Referring to an exact date in calculation - date

I have a date variable (dd/mm/yyyy).
I need to create a similar variable that is equivalent to Dec. 31 2016 to use it in a calculation.
How would I do this?

You need to use the daily() function and then format the numeric variable accordingly:
clear
set obs 1
generate date = daily("31Dec2016", "DMY")
format %tdMonDDCCYY date
list
+-----------+
| date |
|-----------|
1. | Dec312016 |
+-----------+
Type help daily() and help format from Stata's command prompt for details.

I take it that you have a numeric daily date variable. Some people hold dates as strings, which isn't very useful in Stata, and there are other kinds of numeric date variable.
A date like 31 December 2016 is a constant which can be calculated as
. di mdy(12, 31, 2016)
20819
and for display could be
. di %td mdy(12, 31, 2016)
31dec2016
You can get the same result in other ways, such as
. di daily("31 Dec 2016", "DMY")
20819
Nothing stops you putting this constant in a variable, but that just copies the same value as many times as you have observations, and is for most purposes pointless. Either use it directly or make your code easier to understand by using some evocative macro or scalar name:
. local Dec_31_2016 = mdy(12, 31, 2016)
. local today = mdy(8, 7, 2018)
. di `today' - `Dec_31_2016'
584
I have guessed that the most likely use for a date constant is to calculate time elapsed since some benchmark date.

Related

Problem with displaying reformatted string into a four-digit year in Stata 17

I turned to a Stata video "Data management: How to create a date variable from a date stored as a string by Chuck Huber" to make sure my date variable were formatted properly, however, I cannot get to show me the reformatted variable (school_year2) to display as a year (e.g. 2018).
Can someone let me know what I may be missing here?
Thank you,
.do file
gen school_year2 = date(school_year,"Y")
format %ty school_year2
list school_year school_year2 in 1/10
+---------------------+
| school~r school~2 |
|---------------------|
1. | 2016 2.0e+04 |
2. | 2016 2.0e+04 |
3. | 2016 2.0e+04 |
4. | 2016 2.0e+04 |
5. | 2016 2.0e+04 |
|---------------------|
6. | 2016 2.0e+04 |
7. | 2016 2.0e+04 |
8. | 2016 2.0e+04 |
9. | 2016 2.0e+04 |
10. | 2016 2.0e+04 |
+---------------------+
.

__INFORMATION SHOWN__:
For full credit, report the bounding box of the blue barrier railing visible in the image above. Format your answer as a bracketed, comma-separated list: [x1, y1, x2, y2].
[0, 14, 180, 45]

__WHAT YOU WILL DO__: Transcribe the part of the Stata date thread from "I take it that" up to and including "di %td mdy(12, 31, 2016)".

__ANSWER__:
I take it that you have a numeric daily date variable. Some people hold dates as strings, which isn't very useful in Stata, and there are other kinds of numeric date variable.
A date like 31 December 2016 is a constant which can be calculated as
. di mdy(12, 31, 2016)
20819
and for display could be
. di %td mdy(12, 31, 2016)